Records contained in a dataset
====

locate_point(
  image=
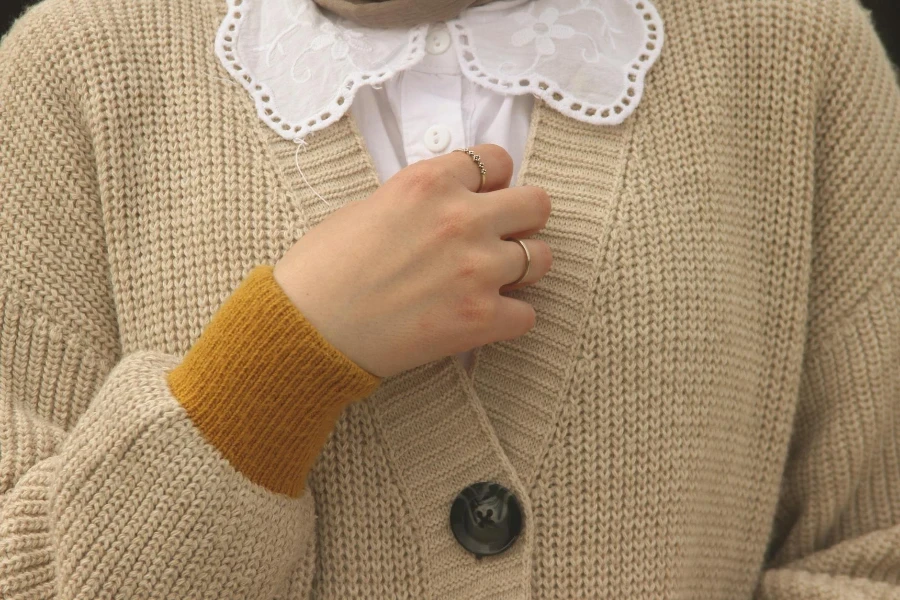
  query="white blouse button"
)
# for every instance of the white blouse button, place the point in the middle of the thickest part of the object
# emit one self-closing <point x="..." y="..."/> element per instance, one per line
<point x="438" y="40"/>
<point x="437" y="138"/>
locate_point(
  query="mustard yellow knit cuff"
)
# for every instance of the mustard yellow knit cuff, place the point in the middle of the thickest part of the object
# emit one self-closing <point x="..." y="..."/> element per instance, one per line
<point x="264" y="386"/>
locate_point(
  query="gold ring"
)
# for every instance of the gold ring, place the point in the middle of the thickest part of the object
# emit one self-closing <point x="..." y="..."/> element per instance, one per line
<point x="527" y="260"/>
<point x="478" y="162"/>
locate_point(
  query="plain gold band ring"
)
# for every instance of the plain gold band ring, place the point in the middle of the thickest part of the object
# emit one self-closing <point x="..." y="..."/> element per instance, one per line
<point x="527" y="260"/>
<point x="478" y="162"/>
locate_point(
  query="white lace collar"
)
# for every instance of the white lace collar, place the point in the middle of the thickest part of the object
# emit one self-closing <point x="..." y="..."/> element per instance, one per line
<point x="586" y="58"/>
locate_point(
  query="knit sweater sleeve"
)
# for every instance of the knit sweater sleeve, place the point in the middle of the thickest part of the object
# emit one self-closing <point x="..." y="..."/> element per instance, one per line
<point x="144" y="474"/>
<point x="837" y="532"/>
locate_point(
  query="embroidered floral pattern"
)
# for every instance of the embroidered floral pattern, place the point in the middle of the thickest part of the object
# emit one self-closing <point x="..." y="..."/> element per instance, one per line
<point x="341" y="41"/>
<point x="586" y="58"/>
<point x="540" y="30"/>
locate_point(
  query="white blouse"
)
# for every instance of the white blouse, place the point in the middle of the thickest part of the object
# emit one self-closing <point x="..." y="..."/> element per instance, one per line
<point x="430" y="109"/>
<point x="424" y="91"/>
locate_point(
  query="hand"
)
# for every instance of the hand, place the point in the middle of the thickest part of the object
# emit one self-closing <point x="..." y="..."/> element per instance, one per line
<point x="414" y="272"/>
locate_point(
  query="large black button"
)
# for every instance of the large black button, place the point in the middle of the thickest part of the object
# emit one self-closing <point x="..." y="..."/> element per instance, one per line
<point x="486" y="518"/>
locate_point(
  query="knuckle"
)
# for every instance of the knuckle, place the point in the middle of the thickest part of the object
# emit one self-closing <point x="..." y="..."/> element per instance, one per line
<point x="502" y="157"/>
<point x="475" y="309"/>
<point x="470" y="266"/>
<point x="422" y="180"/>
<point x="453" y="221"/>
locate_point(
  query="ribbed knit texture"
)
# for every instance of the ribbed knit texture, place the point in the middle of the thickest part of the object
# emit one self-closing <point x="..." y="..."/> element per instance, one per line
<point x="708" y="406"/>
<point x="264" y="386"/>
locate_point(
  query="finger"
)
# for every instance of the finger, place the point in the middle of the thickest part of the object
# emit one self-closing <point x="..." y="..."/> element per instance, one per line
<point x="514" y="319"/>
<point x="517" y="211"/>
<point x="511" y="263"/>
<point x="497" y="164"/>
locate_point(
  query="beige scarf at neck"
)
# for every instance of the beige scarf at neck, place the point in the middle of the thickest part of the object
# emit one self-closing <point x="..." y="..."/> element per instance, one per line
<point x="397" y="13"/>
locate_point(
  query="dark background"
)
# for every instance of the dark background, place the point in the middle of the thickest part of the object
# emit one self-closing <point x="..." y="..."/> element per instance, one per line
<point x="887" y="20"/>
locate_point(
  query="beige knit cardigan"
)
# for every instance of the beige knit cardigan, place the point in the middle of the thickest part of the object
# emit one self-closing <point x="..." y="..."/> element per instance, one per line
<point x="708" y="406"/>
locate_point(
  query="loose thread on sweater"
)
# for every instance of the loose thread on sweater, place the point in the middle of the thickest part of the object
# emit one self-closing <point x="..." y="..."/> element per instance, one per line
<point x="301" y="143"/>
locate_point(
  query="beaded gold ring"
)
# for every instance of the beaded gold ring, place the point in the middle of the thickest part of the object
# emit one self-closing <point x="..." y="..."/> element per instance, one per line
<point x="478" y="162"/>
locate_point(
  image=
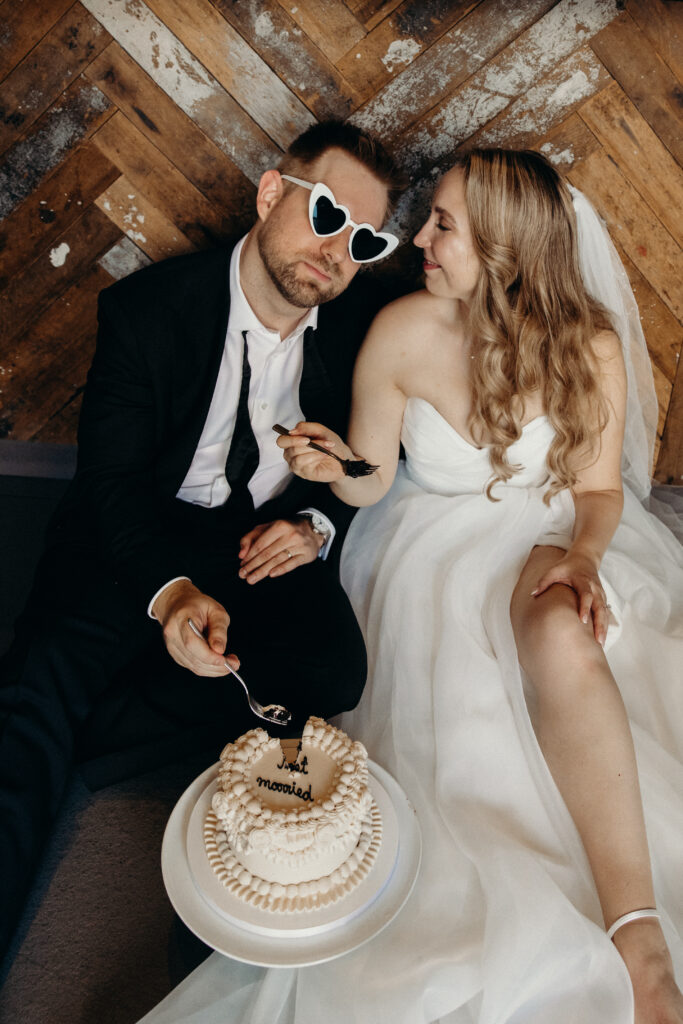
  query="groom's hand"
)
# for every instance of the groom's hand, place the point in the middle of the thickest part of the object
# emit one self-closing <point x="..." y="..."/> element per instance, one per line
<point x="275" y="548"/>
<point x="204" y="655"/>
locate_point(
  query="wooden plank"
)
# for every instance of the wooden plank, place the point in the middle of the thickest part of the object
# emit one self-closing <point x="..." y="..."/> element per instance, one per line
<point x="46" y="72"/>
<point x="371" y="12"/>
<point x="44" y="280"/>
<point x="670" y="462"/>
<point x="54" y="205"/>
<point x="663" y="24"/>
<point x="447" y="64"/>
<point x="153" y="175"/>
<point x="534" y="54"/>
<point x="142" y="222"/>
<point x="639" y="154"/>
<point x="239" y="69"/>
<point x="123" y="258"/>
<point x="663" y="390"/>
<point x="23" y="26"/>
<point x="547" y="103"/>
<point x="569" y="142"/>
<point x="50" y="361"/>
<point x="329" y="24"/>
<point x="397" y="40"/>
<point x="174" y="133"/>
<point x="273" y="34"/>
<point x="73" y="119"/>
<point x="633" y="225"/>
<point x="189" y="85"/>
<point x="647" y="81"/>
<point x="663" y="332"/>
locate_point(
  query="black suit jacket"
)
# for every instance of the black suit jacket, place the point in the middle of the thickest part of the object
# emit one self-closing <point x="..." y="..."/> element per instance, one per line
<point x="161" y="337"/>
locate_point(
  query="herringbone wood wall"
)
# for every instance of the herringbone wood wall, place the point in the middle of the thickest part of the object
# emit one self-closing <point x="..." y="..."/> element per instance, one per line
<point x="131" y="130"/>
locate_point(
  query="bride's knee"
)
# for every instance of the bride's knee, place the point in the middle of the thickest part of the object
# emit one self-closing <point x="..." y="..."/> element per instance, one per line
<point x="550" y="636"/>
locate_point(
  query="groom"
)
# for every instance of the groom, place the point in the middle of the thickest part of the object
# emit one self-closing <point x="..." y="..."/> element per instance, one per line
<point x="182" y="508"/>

====

» **TASK DESCRIPTION**
Transcribe all of the records above character for character. Exclude the pictures.

» **WRITTEN SOLUTION**
locate_point(
  image=
  query="white blouse button"
)
# for every instance of the white blouse button, place the point in the middle of the thickest part of the object
# emit one self-closing <point x="..." y="..."/> element per instance, one per line
<point x="438" y="40"/>
<point x="437" y="138"/>
locate_point(
  query="mustard yellow knit cuff"
)
# for every instance of the mustard yellow knit cuff, place the point in the middle of the thickest part of the object
# emit one self-closing <point x="..." y="..."/> element per instance, one per line
<point x="264" y="386"/>
locate_point(
  query="gold ring"
)
# for every instance of the gold ring, place the point in the middle of the thickest part of the object
# emit one self-closing <point x="..." y="..."/> element per instance, one per line
<point x="527" y="260"/>
<point x="478" y="162"/>
locate_point(
  query="plain gold band ring"
)
# for every instance of the plain gold band ring, place the point in the middle of the thickest part of the object
# emit one self-closing <point x="..." y="..."/> element per instance, one per line
<point x="527" y="260"/>
<point x="478" y="162"/>
locate_point(
  query="white lace collar"
)
# for every instance of the white lace collar, place the point in the middle of the thickest part of the object
# emit one self-closing <point x="..." y="..."/> element per instance, one per line
<point x="586" y="58"/>
locate_point(
  query="knit sweater sleeve"
)
# for every instance of the knit sweater sleeve, place the point in the middle of the thickest part of the object
# emit one self-closing <point x="..." y="..."/> element per instance, one per line
<point x="144" y="474"/>
<point x="837" y="532"/>
locate_point(
  query="embroidered floral pattern"
)
# for every instance of the embroidered floral pattern, place the point in the middle of the thickest part of the object
# emit one self-closing <point x="..." y="..."/> element per instance, one per line
<point x="341" y="41"/>
<point x="586" y="58"/>
<point x="540" y="30"/>
locate_point(
  query="white blouse"
)
# for every instance of the white blouse, place the point in the middle of the thickest part of the object
# emit one self-closing <point x="..." y="..."/> element per instance, one per line
<point x="430" y="109"/>
<point x="424" y="91"/>
locate_point(
  query="hand"
)
# for every instance of the hand, place the point in the middle of the thickest part of the object
# emit one self-closing <point x="..." y="..."/> element per instance, one per line
<point x="414" y="272"/>
locate_point(
  query="large black button"
)
# for every instance of the large black button, place the point in the middle of the thickest part of the object
# emit one self-closing <point x="..." y="..."/> element per instance, one per line
<point x="486" y="518"/>
locate_point(
  query="knuckle"
)
# for every instance of the knuckle, place the point in the middle of the thickest part of the object
# emit one self-closing <point x="..." y="..."/> element per instance, one per line
<point x="502" y="157"/>
<point x="475" y="309"/>
<point x="470" y="266"/>
<point x="422" y="180"/>
<point x="453" y="221"/>
locate_point(
  query="ribbed knit texture"
)
# for every instance of the ribbed knit texture, place the point in the middle of the thickest part of the object
# emit one self-closing <point x="..." y="..."/> element per instance, one per line
<point x="708" y="406"/>
<point x="264" y="386"/>
locate_point(
  query="finger"
)
# for every instance of the finger, place the point in the middle of the thickest part of the object
# emit one self-closing <point x="..." y="..."/> element per instance, one per line
<point x="514" y="319"/>
<point x="517" y="211"/>
<point x="511" y="263"/>
<point x="497" y="164"/>
locate_point(
  query="beige scarf at neck"
)
# for every instance of the beige scarf at neck, place the point in the middle of the thickest part of the object
# emit one self-closing <point x="..." y="..."/> element per instance, one per line
<point x="397" y="13"/>
locate_point(
  query="dark background"
)
# for every instance of the dark background, place the point in the middle of the thickest part of the object
# emit one self-closing <point x="..." y="..."/> element per instance, one per line
<point x="887" y="20"/>
locate_point(
  query="beige knit cardigan"
)
# for every instance of the beige knit cardigan, place the point in the middle of the thickest part of the object
# emit one self-closing <point x="..." y="..."/> element per instance, one per line
<point x="708" y="406"/>
locate_point(
  query="loose thread on sweater"
)
# for every instance of the loose thread on sweater, place the point in the middle of the thickest part of the object
# emit one self-closing <point x="..." y="..."/> element per instance, one per line
<point x="301" y="143"/>
locate_point(
  query="beaded gold ring"
)
# for every instance of the beaded gold ring, place the point in the middle of the thickest part of the object
# emit one self-closing <point x="..." y="..."/> element per instance, one per line
<point x="478" y="162"/>
locate_point(
  image=
  query="groom's hand"
)
# for every instance of the groom's hand, place the point in the middle of the thickest part of the object
# emit one self-closing <point x="..." y="..."/> element per instance, one per line
<point x="275" y="548"/>
<point x="204" y="655"/>
locate_point(
  query="wooden plank"
)
# for every instance of the wooden plank, place the point in the middle of the thickest part of the object
# emit one self-closing <point x="..." y="..."/> element per instance, one per line
<point x="46" y="72"/>
<point x="371" y="12"/>
<point x="44" y="280"/>
<point x="670" y="462"/>
<point x="54" y="205"/>
<point x="663" y="24"/>
<point x="447" y="64"/>
<point x="153" y="175"/>
<point x="534" y="54"/>
<point x="142" y="222"/>
<point x="639" y="154"/>
<point x="239" y="69"/>
<point x="123" y="258"/>
<point x="663" y="390"/>
<point x="23" y="26"/>
<point x="547" y="103"/>
<point x="569" y="142"/>
<point x="50" y="361"/>
<point x="329" y="24"/>
<point x="397" y="40"/>
<point x="174" y="133"/>
<point x="273" y="34"/>
<point x="73" y="119"/>
<point x="633" y="225"/>
<point x="189" y="85"/>
<point x="647" y="81"/>
<point x="663" y="332"/>
locate_point(
  query="black suit jacket"
)
# for every instance of the black suit jacket, place the point in the middle of the thickest part of the object
# emit one self-closing <point x="..." y="..."/> element per instance, one per line
<point x="161" y="337"/>
locate_point(
  query="herringbone wood wall"
)
# for every instance of the herringbone wood wall, place the point in the middle of the thickest part of the object
# emit one self-closing <point x="..." y="..."/> element per instance, one per line
<point x="131" y="130"/>
locate_point(
  query="bride's knee"
)
# for every instance of the bride's knee, place the point in the middle of the thickest part of the object
# emit one self-closing <point x="..." y="..."/> element per instance, one per line
<point x="550" y="636"/>
locate_point(
  query="groom"
)
# for every instance of the groom, place the point in the middle of the thickest part of the object
# emit one self-closing <point x="..." y="..."/> element per instance, one per line
<point x="182" y="508"/>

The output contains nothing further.